## Assigned task
Count every line of these entries that holds the word "below", and reply with the number only.

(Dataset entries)
BEGIN

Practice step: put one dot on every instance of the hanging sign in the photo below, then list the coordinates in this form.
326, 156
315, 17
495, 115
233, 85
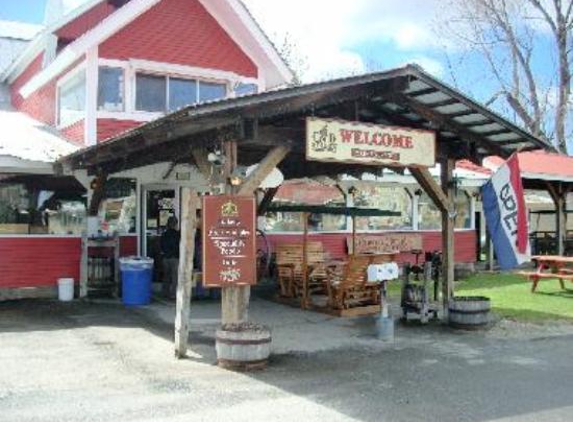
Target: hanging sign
353, 142
391, 242
229, 250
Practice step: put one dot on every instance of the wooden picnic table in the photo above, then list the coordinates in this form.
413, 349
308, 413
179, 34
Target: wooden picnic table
550, 266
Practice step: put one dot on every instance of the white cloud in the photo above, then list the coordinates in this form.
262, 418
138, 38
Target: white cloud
326, 33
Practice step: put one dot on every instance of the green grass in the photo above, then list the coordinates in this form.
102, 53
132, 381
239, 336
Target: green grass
511, 297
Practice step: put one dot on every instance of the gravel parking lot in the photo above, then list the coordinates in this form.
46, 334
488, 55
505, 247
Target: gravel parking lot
98, 361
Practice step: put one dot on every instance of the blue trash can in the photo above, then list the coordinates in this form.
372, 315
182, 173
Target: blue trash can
136, 278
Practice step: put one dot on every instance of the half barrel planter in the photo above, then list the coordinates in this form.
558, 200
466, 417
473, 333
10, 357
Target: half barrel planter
469, 312
243, 347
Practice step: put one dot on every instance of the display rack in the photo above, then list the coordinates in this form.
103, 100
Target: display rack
99, 269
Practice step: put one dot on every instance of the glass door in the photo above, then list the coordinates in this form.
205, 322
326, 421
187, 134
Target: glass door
159, 203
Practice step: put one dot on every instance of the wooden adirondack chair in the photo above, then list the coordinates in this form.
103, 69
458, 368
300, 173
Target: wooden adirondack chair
347, 286
289, 258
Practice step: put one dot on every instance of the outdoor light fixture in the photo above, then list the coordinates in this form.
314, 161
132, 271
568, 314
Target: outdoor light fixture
238, 176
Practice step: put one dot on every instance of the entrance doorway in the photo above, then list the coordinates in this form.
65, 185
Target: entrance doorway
159, 203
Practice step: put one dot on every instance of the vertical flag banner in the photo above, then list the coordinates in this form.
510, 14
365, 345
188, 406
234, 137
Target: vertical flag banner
506, 216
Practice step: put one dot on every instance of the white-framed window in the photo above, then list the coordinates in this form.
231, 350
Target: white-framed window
111, 89
164, 93
72, 99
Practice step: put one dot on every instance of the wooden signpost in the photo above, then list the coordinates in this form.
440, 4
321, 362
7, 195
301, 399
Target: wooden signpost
229, 242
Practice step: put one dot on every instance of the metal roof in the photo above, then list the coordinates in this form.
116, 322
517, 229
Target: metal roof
406, 96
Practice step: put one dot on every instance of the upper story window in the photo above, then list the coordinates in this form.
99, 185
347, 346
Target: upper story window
72, 100
165, 93
246, 89
110, 96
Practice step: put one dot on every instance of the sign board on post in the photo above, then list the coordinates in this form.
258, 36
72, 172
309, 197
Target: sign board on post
361, 143
391, 242
229, 242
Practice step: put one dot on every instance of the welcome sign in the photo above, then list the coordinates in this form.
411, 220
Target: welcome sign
353, 142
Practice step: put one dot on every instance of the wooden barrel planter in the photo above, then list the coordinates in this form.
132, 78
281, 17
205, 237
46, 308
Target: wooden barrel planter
243, 346
469, 312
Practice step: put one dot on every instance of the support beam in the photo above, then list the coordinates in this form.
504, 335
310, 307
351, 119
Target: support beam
448, 220
98, 194
427, 182
273, 158
447, 123
203, 165
234, 299
559, 196
190, 204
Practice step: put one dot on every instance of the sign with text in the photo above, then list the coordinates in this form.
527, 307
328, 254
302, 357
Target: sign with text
385, 243
353, 142
229, 243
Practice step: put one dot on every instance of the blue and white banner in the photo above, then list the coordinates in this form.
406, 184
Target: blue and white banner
506, 215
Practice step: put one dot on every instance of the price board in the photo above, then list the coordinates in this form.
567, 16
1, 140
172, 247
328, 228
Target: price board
229, 241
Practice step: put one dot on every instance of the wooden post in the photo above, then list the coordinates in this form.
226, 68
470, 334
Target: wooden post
444, 200
234, 299
353, 234
304, 298
97, 195
559, 196
190, 204
448, 220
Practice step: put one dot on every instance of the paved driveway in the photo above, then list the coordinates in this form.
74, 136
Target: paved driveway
102, 362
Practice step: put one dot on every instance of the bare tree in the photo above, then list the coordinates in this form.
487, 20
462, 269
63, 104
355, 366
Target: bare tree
293, 57
526, 46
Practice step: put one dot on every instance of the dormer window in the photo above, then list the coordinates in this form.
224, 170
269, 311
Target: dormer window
72, 99
155, 93
110, 96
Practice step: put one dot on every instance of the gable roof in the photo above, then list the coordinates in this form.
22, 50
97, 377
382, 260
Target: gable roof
232, 15
539, 165
397, 95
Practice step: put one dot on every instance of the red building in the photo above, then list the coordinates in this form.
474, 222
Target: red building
113, 65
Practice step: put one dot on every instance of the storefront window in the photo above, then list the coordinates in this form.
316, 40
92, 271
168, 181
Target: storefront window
430, 217
26, 209
72, 100
110, 89
463, 211
119, 207
385, 198
306, 194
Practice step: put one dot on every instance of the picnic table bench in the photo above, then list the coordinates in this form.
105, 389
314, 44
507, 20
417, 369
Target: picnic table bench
550, 266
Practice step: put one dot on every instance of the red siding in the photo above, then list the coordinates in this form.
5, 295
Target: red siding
75, 132
179, 32
85, 22
38, 262
335, 244
41, 104
107, 128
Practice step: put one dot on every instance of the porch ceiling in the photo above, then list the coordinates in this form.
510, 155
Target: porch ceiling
406, 97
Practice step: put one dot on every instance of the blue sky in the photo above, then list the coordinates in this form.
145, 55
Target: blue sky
339, 37
31, 11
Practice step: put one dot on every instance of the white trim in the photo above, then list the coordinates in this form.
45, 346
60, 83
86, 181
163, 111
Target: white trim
138, 116
38, 43
106, 28
92, 80
67, 77
190, 71
545, 176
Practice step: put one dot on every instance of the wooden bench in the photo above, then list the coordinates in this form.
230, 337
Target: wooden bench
289, 258
347, 286
535, 276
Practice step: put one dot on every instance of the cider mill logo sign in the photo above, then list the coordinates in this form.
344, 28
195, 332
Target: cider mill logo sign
353, 142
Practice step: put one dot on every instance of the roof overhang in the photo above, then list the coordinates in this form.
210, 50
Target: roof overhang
232, 15
400, 97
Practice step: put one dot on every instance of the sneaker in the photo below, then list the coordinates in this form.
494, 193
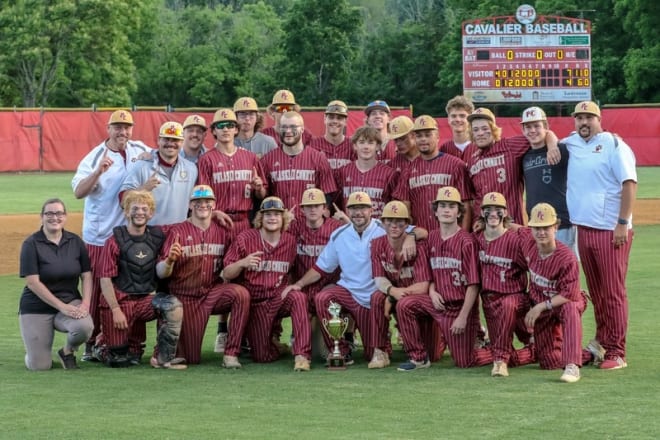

END

## Task answer
2